Textauszug:

•••••

15. März 2009

Die Muster des Kalten Kriegs kehren zurück. Obama wird getestet. Stehen wir vor einer zweiten Cuba-Krise?

Der Sicherheitsexperte und politische Analytiker George Friedman, Lesern von ZR als Leiter des Instituts Stratfor bekannt, hat ein neues Buch geschrieben. Bis nach Frankfurt ist er auf seiner Lesereise gekommen, auf der er gegenwärtig "Die nächsten hundert Jahre" vorstellt.

Zu den überraschenden Prognosen Friedmans - manche überzeugend, andere weniger - gehört die eines neuen Kalten Kriegs zwischen Rußland und den USA. Und da könnte er richtig liegen.

•••••

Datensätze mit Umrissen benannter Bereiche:
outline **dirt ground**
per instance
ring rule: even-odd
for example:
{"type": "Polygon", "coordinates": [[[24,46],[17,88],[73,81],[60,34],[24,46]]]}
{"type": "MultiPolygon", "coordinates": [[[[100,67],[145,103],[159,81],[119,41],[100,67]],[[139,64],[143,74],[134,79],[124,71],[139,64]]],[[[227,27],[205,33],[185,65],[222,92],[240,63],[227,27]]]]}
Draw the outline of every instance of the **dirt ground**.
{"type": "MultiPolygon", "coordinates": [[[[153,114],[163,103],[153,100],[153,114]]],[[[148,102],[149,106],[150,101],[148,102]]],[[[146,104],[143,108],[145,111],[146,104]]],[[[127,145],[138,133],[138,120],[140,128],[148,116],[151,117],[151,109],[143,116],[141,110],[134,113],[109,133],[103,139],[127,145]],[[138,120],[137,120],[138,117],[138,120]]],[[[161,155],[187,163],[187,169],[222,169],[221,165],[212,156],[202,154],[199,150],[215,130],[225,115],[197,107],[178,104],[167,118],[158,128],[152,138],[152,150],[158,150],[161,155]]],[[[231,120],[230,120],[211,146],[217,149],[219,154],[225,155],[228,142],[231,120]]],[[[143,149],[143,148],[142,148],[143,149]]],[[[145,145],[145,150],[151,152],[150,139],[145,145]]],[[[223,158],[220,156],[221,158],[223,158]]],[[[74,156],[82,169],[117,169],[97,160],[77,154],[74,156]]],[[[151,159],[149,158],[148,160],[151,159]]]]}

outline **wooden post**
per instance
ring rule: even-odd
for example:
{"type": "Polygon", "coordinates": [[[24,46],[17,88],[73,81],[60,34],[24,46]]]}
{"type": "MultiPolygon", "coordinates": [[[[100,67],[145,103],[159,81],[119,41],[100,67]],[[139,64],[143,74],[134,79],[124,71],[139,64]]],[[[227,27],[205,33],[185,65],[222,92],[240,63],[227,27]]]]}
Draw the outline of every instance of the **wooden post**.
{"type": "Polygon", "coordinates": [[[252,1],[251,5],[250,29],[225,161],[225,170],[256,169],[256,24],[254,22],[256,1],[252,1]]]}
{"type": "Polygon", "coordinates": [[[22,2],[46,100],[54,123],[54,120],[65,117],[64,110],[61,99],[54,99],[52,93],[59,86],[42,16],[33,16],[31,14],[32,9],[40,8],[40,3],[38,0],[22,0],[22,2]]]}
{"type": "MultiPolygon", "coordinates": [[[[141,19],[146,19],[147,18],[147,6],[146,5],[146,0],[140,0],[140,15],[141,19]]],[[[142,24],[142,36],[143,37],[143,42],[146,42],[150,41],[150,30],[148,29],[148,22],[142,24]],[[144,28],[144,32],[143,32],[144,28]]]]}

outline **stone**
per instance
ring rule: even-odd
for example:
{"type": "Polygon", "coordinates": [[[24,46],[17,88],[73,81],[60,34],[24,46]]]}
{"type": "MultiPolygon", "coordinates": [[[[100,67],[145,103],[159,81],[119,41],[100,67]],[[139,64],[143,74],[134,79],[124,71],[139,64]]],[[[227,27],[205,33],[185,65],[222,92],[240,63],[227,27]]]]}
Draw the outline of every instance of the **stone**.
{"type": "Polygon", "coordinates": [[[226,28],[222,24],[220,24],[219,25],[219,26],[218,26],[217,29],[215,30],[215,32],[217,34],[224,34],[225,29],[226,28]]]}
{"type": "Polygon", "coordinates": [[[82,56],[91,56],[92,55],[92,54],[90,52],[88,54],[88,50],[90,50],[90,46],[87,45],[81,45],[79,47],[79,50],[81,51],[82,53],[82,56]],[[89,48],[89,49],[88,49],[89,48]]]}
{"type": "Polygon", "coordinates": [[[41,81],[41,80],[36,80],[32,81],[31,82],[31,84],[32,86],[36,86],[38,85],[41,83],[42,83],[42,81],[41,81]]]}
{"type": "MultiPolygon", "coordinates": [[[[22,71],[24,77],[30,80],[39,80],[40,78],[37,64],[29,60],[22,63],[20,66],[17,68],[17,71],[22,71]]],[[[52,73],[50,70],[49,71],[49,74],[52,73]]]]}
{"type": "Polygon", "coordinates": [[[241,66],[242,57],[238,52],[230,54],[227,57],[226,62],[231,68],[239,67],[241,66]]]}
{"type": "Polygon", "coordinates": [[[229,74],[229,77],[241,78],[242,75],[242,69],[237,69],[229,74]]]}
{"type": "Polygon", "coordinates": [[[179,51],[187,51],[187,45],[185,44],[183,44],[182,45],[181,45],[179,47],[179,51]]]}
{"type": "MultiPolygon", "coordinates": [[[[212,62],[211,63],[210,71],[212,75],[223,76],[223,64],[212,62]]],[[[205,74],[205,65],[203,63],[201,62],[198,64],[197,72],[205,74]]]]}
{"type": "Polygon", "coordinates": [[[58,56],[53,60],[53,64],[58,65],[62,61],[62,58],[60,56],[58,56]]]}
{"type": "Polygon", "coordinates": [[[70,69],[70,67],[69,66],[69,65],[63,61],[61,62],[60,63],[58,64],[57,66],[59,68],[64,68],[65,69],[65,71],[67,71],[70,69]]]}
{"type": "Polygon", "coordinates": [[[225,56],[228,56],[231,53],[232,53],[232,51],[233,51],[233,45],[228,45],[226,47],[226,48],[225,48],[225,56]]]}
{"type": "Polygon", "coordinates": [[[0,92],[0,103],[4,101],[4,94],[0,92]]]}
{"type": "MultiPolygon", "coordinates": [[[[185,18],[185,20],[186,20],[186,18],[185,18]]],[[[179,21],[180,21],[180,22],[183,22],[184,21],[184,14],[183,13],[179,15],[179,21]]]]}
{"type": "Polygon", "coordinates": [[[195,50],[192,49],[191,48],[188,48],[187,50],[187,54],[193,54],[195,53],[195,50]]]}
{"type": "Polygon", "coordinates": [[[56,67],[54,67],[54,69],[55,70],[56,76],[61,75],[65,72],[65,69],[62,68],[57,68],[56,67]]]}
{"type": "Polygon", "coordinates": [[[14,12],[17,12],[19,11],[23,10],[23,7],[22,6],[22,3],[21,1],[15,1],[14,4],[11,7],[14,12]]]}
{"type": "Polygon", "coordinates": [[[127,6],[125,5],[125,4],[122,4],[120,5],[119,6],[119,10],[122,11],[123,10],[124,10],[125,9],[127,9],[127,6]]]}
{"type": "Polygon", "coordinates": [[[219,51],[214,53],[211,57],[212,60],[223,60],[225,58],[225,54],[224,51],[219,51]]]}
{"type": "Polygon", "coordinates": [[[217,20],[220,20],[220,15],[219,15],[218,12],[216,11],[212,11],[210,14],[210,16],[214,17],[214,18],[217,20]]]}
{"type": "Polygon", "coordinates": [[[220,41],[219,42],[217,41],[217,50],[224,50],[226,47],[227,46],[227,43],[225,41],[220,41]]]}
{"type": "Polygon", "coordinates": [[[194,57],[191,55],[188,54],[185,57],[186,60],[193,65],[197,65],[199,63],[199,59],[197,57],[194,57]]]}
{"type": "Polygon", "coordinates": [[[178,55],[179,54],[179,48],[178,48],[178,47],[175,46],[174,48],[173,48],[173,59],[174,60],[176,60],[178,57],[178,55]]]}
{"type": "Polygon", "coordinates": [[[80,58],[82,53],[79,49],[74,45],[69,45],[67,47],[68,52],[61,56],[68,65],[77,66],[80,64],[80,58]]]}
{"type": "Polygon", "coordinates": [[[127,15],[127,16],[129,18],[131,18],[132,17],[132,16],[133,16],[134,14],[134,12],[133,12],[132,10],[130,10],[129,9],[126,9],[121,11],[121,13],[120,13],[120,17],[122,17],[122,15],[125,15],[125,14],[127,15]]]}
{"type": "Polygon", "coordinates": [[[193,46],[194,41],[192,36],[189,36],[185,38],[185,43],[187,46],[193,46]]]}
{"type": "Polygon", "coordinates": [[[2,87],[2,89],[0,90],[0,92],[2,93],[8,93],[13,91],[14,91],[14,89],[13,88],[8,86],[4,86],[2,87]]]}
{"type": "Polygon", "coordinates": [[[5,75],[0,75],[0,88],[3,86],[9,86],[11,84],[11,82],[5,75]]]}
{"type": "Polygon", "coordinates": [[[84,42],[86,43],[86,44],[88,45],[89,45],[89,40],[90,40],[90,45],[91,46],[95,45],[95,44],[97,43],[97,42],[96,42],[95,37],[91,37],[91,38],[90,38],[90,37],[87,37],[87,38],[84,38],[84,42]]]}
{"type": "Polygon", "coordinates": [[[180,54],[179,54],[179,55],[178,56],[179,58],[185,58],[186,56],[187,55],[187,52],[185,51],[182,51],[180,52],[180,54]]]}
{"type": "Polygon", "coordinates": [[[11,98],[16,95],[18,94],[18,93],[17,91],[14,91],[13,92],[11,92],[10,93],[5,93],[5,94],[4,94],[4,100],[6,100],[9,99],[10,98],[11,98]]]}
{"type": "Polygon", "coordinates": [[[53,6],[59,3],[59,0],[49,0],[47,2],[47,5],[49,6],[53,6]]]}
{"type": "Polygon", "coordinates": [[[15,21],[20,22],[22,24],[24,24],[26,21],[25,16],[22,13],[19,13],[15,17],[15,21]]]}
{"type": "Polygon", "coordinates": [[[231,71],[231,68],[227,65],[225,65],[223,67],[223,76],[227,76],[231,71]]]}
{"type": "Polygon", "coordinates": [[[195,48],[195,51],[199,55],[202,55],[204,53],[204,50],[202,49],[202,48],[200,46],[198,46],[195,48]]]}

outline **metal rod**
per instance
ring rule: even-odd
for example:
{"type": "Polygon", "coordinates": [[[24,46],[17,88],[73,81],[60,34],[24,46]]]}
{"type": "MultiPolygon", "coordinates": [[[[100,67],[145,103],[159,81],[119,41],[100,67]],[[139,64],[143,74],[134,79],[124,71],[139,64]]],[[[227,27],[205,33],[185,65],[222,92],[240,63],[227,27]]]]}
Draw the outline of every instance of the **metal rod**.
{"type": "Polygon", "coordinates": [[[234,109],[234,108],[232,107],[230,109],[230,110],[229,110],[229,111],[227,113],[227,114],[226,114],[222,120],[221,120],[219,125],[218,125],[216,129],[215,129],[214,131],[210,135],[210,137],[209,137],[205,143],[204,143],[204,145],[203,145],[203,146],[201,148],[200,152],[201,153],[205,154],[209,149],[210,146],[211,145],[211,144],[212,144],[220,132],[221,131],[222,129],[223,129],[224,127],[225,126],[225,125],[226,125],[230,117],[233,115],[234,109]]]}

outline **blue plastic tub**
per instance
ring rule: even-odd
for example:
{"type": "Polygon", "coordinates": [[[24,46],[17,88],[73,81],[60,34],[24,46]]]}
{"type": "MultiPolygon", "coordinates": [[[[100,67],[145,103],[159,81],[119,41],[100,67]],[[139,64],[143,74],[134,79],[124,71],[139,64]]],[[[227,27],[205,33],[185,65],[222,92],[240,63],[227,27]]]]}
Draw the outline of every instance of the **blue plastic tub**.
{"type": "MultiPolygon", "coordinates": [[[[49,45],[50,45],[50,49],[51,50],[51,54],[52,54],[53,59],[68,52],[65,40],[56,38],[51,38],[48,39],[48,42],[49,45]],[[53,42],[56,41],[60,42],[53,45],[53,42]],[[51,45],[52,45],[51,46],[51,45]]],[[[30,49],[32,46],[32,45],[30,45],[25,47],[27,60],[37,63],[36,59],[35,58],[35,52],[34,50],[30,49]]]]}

•••••

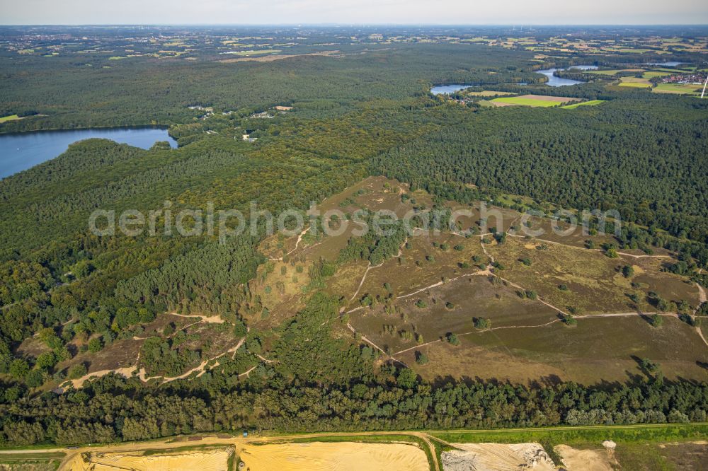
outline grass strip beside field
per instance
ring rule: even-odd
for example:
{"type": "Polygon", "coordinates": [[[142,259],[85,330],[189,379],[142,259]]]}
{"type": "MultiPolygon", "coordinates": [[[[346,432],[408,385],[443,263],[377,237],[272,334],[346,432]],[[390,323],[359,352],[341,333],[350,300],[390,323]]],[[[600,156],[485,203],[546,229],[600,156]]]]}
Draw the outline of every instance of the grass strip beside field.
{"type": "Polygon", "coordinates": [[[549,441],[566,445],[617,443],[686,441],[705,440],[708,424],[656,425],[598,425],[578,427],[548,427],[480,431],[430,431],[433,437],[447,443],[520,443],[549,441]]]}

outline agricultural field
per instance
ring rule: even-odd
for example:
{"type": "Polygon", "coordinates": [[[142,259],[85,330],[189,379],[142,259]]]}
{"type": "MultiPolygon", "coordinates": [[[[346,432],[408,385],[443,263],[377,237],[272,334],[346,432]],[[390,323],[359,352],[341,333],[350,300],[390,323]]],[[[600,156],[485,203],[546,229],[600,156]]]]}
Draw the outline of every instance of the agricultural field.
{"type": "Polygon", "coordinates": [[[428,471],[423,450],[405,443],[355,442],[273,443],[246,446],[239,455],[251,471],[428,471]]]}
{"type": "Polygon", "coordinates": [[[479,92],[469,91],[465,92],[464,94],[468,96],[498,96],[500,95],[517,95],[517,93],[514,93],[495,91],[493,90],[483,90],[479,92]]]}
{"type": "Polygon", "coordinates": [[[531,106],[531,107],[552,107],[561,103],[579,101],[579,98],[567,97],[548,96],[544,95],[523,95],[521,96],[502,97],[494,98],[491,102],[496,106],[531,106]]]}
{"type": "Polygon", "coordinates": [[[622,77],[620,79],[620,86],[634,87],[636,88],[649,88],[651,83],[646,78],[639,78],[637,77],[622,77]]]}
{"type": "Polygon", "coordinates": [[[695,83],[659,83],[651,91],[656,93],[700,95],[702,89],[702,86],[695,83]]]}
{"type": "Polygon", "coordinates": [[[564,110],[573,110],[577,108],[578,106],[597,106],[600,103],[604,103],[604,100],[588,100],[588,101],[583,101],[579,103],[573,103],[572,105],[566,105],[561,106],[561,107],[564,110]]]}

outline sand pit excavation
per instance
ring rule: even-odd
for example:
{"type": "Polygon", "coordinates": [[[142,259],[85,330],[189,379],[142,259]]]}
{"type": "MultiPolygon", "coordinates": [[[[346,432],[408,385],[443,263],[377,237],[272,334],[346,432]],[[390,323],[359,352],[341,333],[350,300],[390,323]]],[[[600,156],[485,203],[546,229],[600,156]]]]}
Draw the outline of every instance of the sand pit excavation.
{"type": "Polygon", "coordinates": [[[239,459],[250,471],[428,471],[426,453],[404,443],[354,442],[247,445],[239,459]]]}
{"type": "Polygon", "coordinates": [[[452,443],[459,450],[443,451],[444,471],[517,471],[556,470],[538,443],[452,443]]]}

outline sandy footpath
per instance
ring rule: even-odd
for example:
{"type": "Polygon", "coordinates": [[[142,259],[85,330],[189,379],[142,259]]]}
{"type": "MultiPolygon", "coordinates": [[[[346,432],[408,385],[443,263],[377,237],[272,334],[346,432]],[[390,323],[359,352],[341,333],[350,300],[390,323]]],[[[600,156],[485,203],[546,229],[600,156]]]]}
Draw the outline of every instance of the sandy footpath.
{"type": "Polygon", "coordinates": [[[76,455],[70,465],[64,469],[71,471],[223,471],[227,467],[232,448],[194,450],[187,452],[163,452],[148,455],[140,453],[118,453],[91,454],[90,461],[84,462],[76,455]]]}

•••••

Aufgaben:
1: Schreib einen Abschnitt des Textauszugs wortgetreu ab: Setz bei den Worten „Der Sicherheitsexperte und“ ein und hör nach „er richtig liegen.“ auf.
2: Beantworte mithilfe des Textauszugs:
(a) Welches Datum trägt der Textauszug?
(b) Bis in welche Stadt ist George Friedman auf seiner Lesereise gekommen?
(c) Wie heißt das Buch, das er dort vorstellt?

Vollständige Lösungen:
1:
Der Sicherheitsexperte und politische Analytiker George Friedman, Lesern von ZR als Leiter des Instituts Stratfor bekannt, hat ein neues Buch geschrieben. Bis nach Frankfurt ist er auf seiner Lesereise gekommen, auf der er gegenwärtig "Die nächsten hundert Jahre" vorstellt.

Zu den überraschenden Prognosen Friedmans - manche überzeugend, andere weniger - gehört die eines neuen Kalten Kriegs zwischen Rußland und den USA. Und da könnte er richtig liegen.

2:
(a) 15. März 2009
(b) Frankfurt
(c) „Die nächsten hundert Jahre“